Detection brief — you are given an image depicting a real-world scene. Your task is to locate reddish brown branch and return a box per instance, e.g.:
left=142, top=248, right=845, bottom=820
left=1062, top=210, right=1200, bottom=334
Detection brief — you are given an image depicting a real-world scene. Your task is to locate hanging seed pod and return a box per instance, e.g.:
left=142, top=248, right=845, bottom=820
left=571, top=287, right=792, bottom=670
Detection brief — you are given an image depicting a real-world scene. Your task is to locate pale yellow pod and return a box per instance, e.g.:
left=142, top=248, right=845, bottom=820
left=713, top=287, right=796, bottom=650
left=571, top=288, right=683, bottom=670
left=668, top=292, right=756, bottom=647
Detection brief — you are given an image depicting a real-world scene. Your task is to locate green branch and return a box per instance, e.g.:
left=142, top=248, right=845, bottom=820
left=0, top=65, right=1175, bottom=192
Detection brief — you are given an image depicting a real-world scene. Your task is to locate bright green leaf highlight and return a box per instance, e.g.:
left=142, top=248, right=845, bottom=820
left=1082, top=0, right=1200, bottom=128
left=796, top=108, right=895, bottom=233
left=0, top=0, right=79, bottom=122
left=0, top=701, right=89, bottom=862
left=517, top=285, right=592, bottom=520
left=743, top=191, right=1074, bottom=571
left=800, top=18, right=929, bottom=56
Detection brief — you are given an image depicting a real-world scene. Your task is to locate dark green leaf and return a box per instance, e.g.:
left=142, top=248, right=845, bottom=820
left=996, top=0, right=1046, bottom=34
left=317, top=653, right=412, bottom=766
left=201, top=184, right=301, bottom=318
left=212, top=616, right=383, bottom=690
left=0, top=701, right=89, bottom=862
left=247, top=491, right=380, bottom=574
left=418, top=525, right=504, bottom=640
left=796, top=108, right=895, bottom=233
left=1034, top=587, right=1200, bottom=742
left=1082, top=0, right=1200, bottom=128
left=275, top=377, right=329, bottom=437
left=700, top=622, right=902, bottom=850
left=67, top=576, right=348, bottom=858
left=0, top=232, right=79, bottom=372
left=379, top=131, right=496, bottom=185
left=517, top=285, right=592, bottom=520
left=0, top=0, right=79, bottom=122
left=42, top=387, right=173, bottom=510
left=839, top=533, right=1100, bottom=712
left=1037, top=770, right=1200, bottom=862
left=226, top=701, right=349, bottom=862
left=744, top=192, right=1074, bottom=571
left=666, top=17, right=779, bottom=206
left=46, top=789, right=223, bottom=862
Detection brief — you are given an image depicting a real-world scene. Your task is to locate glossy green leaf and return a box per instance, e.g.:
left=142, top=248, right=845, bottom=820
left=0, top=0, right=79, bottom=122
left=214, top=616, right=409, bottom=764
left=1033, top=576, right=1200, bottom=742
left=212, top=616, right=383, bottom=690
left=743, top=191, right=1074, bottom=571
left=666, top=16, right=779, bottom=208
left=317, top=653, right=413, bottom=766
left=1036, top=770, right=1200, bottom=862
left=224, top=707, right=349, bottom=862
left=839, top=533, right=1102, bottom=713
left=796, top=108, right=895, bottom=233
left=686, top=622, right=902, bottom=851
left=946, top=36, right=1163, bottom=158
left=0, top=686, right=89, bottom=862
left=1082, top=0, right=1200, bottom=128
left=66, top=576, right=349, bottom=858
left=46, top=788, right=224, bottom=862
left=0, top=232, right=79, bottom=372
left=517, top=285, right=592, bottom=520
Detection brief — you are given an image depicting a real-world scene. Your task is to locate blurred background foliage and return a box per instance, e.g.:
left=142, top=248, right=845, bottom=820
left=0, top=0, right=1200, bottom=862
————
Problem details:
Reproduce the rows from the start through the line holding "left=1062, top=210, right=1200, bottom=334", inclusive, with the requests included and every bounding-box coordinate in the answers shifted up by 45. Leave the requests and their sample boxes unchanged.

Problem solution:
Detection brief — you are given an image depicting a real-world scene. Your task is to locate reddish brown branch and return a box per instance, e.g.:
left=142, top=248, right=845, bottom=820
left=1107, top=255, right=1245, bottom=379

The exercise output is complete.